What is needed:
Copy out all of the records below word for word, leaving out the pictures.

Supplied records:
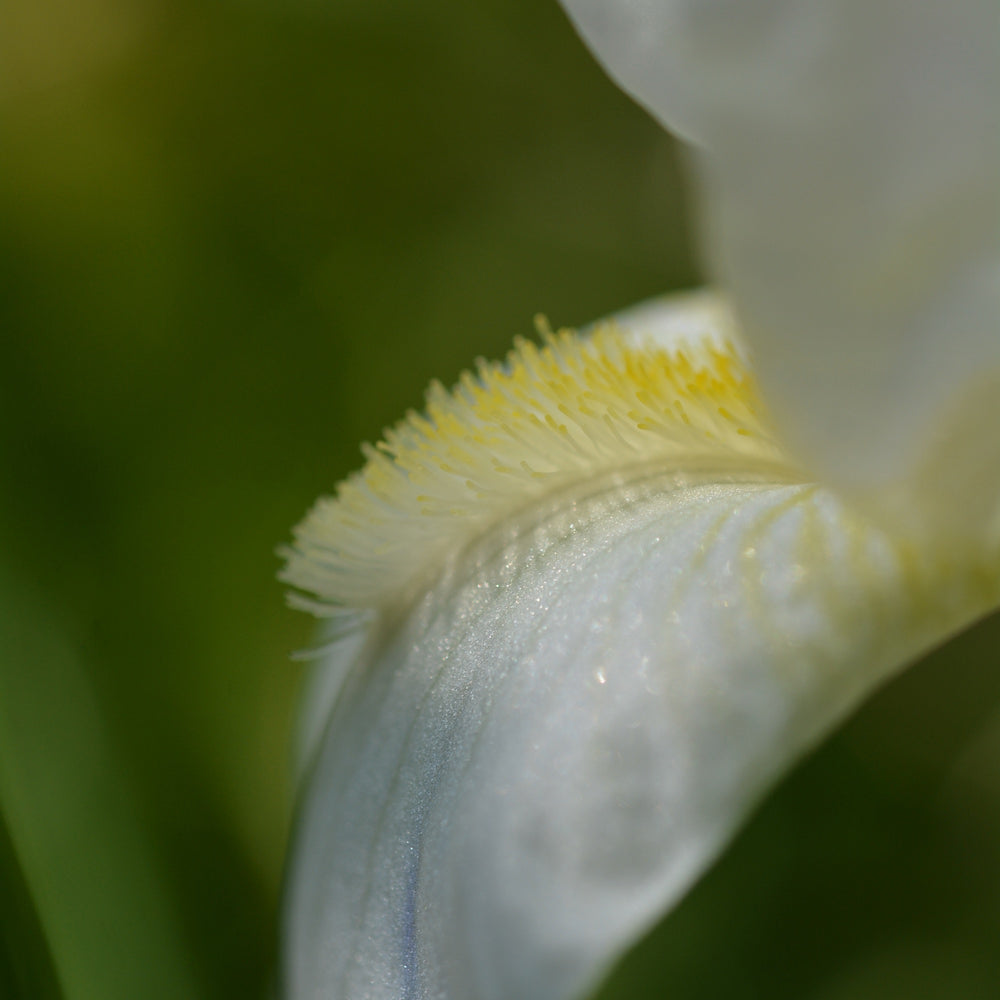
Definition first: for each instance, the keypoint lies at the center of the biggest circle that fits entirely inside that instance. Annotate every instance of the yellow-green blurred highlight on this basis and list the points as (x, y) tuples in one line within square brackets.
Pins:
[(236, 239)]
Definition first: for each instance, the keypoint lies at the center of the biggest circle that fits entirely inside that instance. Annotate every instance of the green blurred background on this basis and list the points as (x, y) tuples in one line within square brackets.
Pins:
[(236, 239)]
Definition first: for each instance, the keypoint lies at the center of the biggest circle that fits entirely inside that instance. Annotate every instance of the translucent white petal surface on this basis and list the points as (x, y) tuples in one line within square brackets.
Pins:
[(533, 763), (550, 730), (849, 152)]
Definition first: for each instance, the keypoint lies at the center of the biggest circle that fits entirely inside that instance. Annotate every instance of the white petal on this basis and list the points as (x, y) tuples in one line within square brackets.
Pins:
[(850, 154), (533, 763)]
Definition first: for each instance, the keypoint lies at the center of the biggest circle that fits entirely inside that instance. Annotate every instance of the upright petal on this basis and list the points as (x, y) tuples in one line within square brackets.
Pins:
[(850, 156)]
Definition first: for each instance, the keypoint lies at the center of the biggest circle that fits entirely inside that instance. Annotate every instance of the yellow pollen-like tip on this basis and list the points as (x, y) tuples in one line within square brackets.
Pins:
[(570, 410)]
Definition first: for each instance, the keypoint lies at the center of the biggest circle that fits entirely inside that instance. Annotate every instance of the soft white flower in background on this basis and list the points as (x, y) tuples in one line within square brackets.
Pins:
[(597, 599)]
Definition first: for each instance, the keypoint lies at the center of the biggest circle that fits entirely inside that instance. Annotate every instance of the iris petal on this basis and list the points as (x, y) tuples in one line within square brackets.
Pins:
[(531, 763), (850, 156)]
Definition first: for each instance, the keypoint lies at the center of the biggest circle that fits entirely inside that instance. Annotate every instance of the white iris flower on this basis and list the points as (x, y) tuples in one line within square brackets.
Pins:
[(596, 599)]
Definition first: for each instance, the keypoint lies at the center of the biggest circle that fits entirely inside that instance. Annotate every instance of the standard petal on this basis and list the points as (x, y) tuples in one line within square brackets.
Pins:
[(535, 760), (850, 156)]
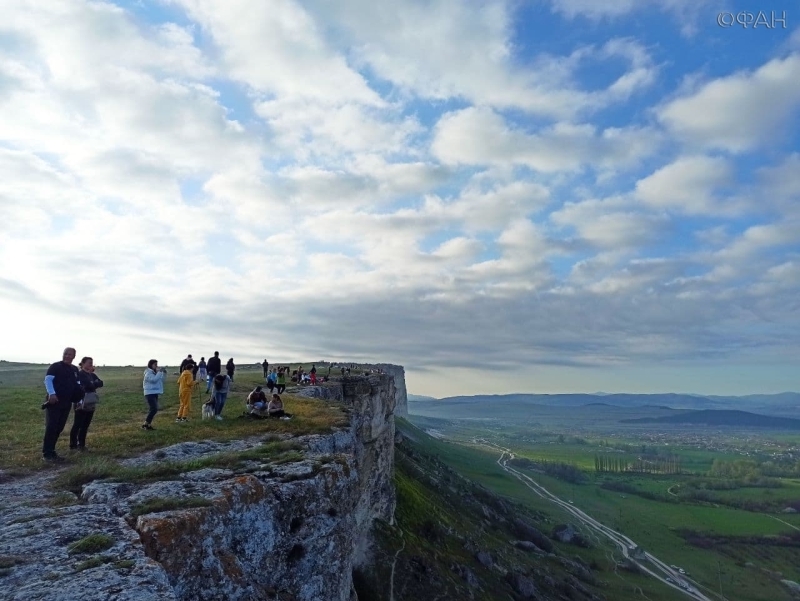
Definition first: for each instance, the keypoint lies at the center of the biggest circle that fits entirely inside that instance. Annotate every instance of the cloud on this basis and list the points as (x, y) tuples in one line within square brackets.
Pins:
[(685, 12), (479, 136), (690, 185), (740, 112)]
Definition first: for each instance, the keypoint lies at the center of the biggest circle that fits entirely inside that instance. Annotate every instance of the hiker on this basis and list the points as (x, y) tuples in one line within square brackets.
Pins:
[(63, 389), (214, 368), (257, 400), (186, 384), (272, 379), (222, 385), (153, 385), (84, 409), (275, 408)]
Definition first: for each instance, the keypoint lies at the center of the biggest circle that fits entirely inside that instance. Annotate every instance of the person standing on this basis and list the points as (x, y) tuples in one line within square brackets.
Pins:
[(84, 409), (281, 380), (153, 385), (222, 385), (185, 385), (214, 368), (185, 362), (272, 379), (202, 372), (63, 389)]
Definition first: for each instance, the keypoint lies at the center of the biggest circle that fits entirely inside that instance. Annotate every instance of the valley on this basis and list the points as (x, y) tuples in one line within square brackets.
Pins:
[(719, 503)]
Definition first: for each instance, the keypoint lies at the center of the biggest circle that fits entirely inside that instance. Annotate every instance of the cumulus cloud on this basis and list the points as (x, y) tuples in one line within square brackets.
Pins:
[(690, 185), (479, 136), (740, 112), (363, 174)]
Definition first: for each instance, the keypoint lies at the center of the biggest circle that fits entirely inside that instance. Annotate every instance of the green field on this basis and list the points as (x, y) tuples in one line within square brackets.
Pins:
[(741, 557)]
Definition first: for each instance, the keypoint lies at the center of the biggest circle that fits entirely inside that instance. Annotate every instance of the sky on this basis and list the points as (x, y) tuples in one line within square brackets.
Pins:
[(502, 196)]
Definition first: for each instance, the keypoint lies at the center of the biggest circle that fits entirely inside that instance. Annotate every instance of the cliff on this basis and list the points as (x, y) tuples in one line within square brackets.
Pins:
[(281, 518)]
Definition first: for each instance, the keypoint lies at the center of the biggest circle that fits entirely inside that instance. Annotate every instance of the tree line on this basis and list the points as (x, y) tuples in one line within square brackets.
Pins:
[(659, 464)]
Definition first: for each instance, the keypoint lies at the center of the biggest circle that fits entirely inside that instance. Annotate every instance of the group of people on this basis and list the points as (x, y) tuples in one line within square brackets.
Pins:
[(257, 404), (71, 387)]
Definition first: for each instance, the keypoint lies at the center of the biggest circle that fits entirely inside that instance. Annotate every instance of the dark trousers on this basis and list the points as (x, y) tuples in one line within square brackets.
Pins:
[(80, 426), (152, 402), (55, 418)]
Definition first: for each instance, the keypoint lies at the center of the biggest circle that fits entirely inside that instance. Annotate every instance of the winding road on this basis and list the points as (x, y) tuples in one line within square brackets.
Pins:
[(646, 562)]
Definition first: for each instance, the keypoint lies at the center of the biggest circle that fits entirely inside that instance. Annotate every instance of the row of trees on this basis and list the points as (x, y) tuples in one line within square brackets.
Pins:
[(660, 464)]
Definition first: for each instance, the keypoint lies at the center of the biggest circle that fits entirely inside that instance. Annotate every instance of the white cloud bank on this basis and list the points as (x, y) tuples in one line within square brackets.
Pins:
[(398, 182)]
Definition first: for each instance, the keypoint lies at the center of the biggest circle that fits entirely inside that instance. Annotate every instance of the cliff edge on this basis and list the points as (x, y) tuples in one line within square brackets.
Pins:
[(272, 517)]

Output below:
Definition first: for each instance, the keypoint lies at the center of the biggest circle that fits entirely inside that instance. Annotate every instance of the yellow-green blurred highlight on this basis and list the points as (x, y) tuples in one line within square brackets.
Pins:
[(236, 239)]
Definition first: for each instance, the keypoint lies at the center of the biggest circle that fits entirely inside that instance. Annotate every instance of the green blurred background on this basis and list the points as (x, y) tuples in one line within square brackets.
Pins:
[(236, 239)]
Definition first: for each instance, the keypoint lies at the center of the biggest circle that fits entirely inside that instance. Annotate every instance of the translucent white petal surface on this basis and list the points as (x, y) tuples in one line within square brackets.
Pins:
[(533, 763), (550, 730), (849, 152)]
Definition first: for each instance, the keypoint lies at the center of the biggest circle that fits entirely inside that instance. Annotate every instance of the white petal on this basis and list the points as (x, y) tuples in one line within square brackets.
Pins:
[(850, 154), (533, 763)]
Definition first: for each instance, the keypoint lies at the center of the biggest circle that fits entirely inside that instance. Annotate every instance of the upright petal on this basis and list the points as (x, y) tuples in one line within square brackets.
Pins:
[(850, 156)]
Definition first: for each instance, the keypoint lies at the center of the biggest circle that fits entirely inside that instance. Annotate every instance of the yellow pollen-like tip on this basis and list the points as (x, y) tuples in one line within square brackets.
Pins:
[(570, 410)]
Definition first: for each instance, the keypoint lies at the center of the biggest circle that fits entirely inside that instance. Annotate every instance of the soft white flower in background on this basis and list the points as (x, y) tuples in one line within square brackets.
Pins:
[(597, 599)]
Definition first: for each instance, the keypoint lies at the center of the biggest circle that fits entirely inside that instance. Annotate every instance of the iris petal on this basis and list the points as (x, y) tuples in one line within square brackets.
Pins:
[(531, 763), (850, 156)]
Definition first: for each instance, the keypoint lies at the center of the biggest circle that fits entirely inside that instance. Annotate every instance of the white iris flower on this basis and list the points as (x, y) tuples in one line within square brackets.
Pins:
[(596, 599)]
Definition first: for each instance, the keypoint lies at the center of the biggest circle that fits entirely inside that instance. Annotate every instance of the standard petal on this basis and list the points as (x, y) tuples in one line within square brackets.
Pins:
[(535, 760), (850, 156)]
Definition first: for each instance, the keypoint lies at the center of the biggest circle that fits entirely inside that instance. Annotate every instance of the cloud on this basis and list the points as (x, y) tuples in one line within square brackets.
Pins:
[(685, 12), (479, 136), (690, 185), (740, 112)]
Definition first: for each instance, the keypoint lies at the center of the biggest circle that fits entirely inside that instance. Annotate every instance of the hiker on this basis and list the points as (x, y) tuples in one line within square brackets.
Pins:
[(63, 389), (214, 368), (257, 400), (186, 384), (272, 379), (222, 385), (153, 385), (84, 409), (275, 408)]
Definition first: for each instance, the keypoint lies at the center of the biggest circle that fits entirely inside that instance. Annotate every instance of the person standing on this basis and list the points as (x, y) tuples in one line within square brackets.
Pins:
[(84, 409), (281, 380), (153, 385), (222, 385), (185, 385), (214, 368), (185, 362), (272, 379), (202, 372), (63, 389)]
Definition first: for each instance, the keypoint lies at the center of the biggest circle that fits entirely inside that instance. Annotate every instance of the valley on this basis and list the points as (x, y) tuples in one line within square brackets.
Pins:
[(719, 503)]
Definition first: for each instance, the keypoint lies at the center of the biggest circle that fits entirely inside that instance. Annotate every instance of the cumulus cloud on this basis and list the points as (x, y) tuples in one line within square brackets.
Pins:
[(690, 185), (479, 136), (740, 112), (363, 174)]
Definition first: for each instance, the keypoint lies at the center of the biggest circle that fits entirely inside that instance. Annotate every instance of the green field on this basis and list the points as (x, y) tuples in one line within square brackets.
Pins:
[(741, 557)]
Definition first: for each instance, the keypoint lies at the center of the biggest circle that fits entirely inside that instance. Annotate every instance of the sky on this basis and list the points as (x, y) tuples in one line within square brackets.
Pins:
[(502, 196)]
Definition first: for each instance, the keypoint lies at the center of the biggest circle that fits entirely inside that instance. Annotate every instance of the cliff on this basis and list the points as (x, y) tuples in one line within square brackets.
Pins:
[(281, 518)]
Definition first: for each instance, the keypoint lies at the center of the biggest circle that fits entirely inside that instance. Annotate every instance of the tree line on this basis and list the points as (x, y) tuples in one line within square brackets.
Pins:
[(659, 464)]
Definition first: for each instance, the keypoint lies at the center of the biggest circle that fits entirely inside that instance. Annotate every instance of the group of people on this basis and list the points as (x, y) tuples in one line within square brackets.
Pins:
[(257, 404), (71, 387)]
Definition first: for each instance, the keypoint lies at the center of the biggest circle that fits entirely inside that instance. Annotate every instance of the dark trousers on this basis and list the points as (x, y) tuples in one line within square brackets.
Pins:
[(80, 426), (152, 402), (55, 418)]
Definition first: for each instance, the keypoint lies at the center of the biggest circle that fits entirely inside that instance. Annotate every instance of the winding road on this basis and list the points as (x, y) tuples in one line within square brackets.
Pins:
[(646, 562)]
Definition first: for each instance, the keypoint lies at the center of the biggest circle that fits entirely inside that instance. Annotate every instance of the row of trees on this basis and list the points as (x, y) tuples in one line within square brackets.
Pins:
[(660, 464)]
Definition first: for each instance, the keypoint lies at the center of the biggest circle that fits entirely inside that instance. Annotate every instance of the white cloud bank on this basis and list the points as (x, y) tuples in one line within square brackets.
Pins:
[(398, 182)]
Definition first: for each instance, the keypoint lies at the center of the biggest circle that fits entirely inside that instance. Annotate every instance of the cliff edge on this basis and list the points as (x, y) tuples in one line within square brackets.
Pins:
[(272, 517)]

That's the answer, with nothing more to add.